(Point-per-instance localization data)
○ ○ ○

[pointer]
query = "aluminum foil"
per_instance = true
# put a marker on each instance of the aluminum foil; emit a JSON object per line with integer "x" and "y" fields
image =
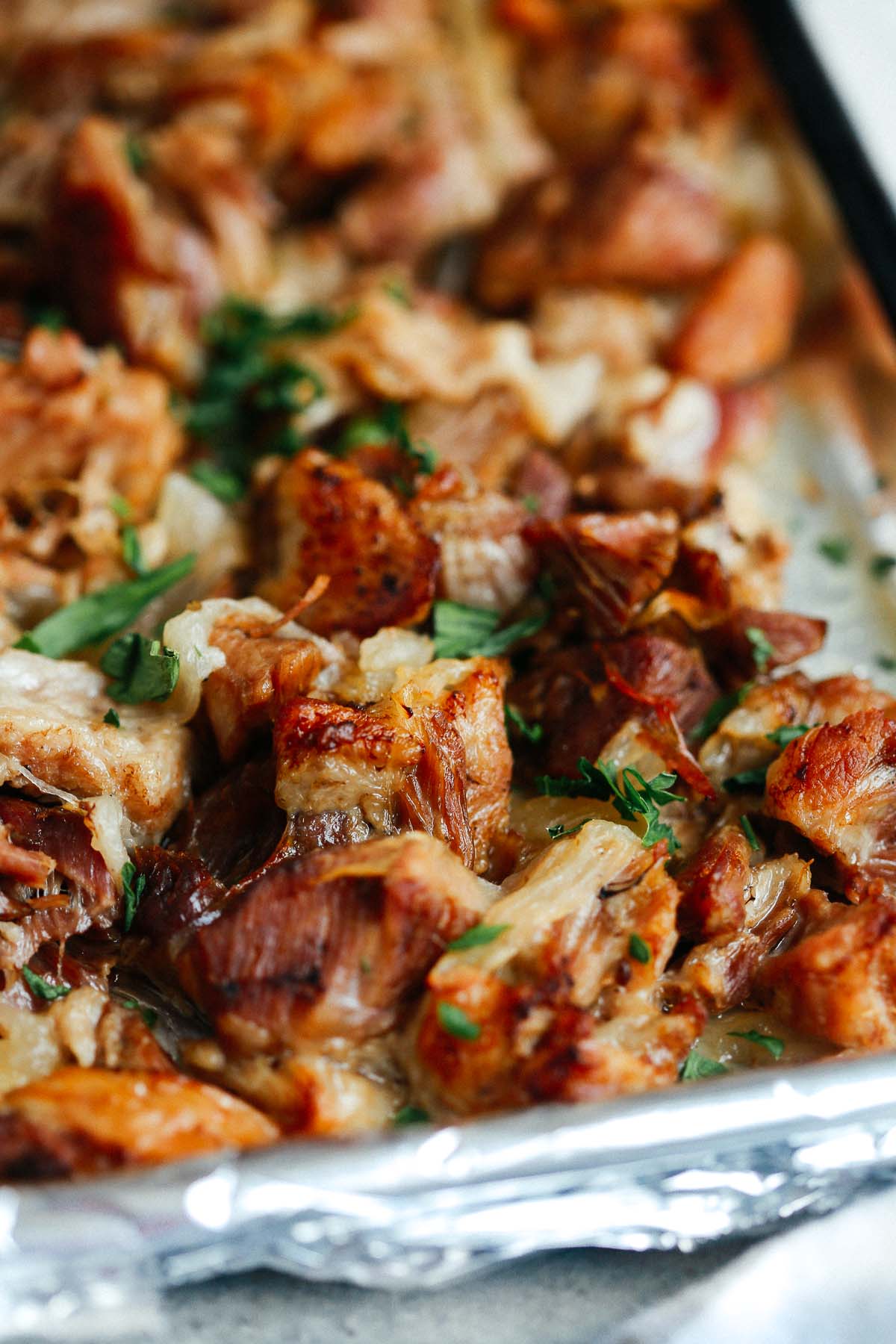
{"x": 89, "y": 1260}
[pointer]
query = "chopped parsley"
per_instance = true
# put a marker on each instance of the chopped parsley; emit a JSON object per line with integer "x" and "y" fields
{"x": 131, "y": 549}
{"x": 531, "y": 732}
{"x": 410, "y": 1116}
{"x": 43, "y": 988}
{"x": 561, "y": 833}
{"x": 747, "y": 781}
{"x": 700, "y": 1066}
{"x": 250, "y": 391}
{"x": 140, "y": 668}
{"x": 638, "y": 949}
{"x": 788, "y": 732}
{"x": 467, "y": 632}
{"x": 388, "y": 426}
{"x": 773, "y": 1045}
{"x": 762, "y": 648}
{"x": 635, "y": 797}
{"x": 836, "y": 549}
{"x": 134, "y": 886}
{"x": 225, "y": 485}
{"x": 880, "y": 566}
{"x": 746, "y": 826}
{"x": 721, "y": 710}
{"x": 96, "y": 616}
{"x": 477, "y": 937}
{"x": 136, "y": 152}
{"x": 457, "y": 1023}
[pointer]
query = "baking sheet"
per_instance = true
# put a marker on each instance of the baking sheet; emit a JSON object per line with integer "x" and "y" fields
{"x": 87, "y": 1260}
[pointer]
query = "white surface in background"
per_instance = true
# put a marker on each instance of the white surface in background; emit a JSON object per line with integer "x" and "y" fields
{"x": 856, "y": 40}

○ ○ ○

### Action item:
All records should be output exactly, with the pictures left out.

### Exercise answer:
[pointer]
query = "aluminum foil"
per_instance = true
# put a marker on each instance of the aluminum foil; emit a JSON object per line with integer "x" and "y" fields
image =
{"x": 89, "y": 1260}
[pointer]
query = "chopped parsley"
per_instance = true
# put a marker on each instance of the chopped parsley; emit a JSON object per line with integer "x" and "y" fields
{"x": 131, "y": 549}
{"x": 531, "y": 732}
{"x": 410, "y": 1116}
{"x": 43, "y": 988}
{"x": 561, "y": 833}
{"x": 747, "y": 781}
{"x": 700, "y": 1066}
{"x": 250, "y": 391}
{"x": 140, "y": 668}
{"x": 638, "y": 949}
{"x": 788, "y": 732}
{"x": 467, "y": 632}
{"x": 388, "y": 426}
{"x": 773, "y": 1045}
{"x": 762, "y": 648}
{"x": 635, "y": 797}
{"x": 836, "y": 549}
{"x": 134, "y": 886}
{"x": 225, "y": 485}
{"x": 880, "y": 566}
{"x": 746, "y": 826}
{"x": 721, "y": 710}
{"x": 96, "y": 616}
{"x": 477, "y": 937}
{"x": 136, "y": 152}
{"x": 457, "y": 1023}
[pointer]
query = "baking sheet"
per_instance = true
# put a marker on each instance of the baking sheet; emit a JSON object per line with integer "x" and "y" fields
{"x": 87, "y": 1260}
[pointer]
query = "white surface in background"
per_instance = true
# put a marker on each instance of the white surface in background; emit a JSON object per line with integer "x" and "y" fields
{"x": 856, "y": 40}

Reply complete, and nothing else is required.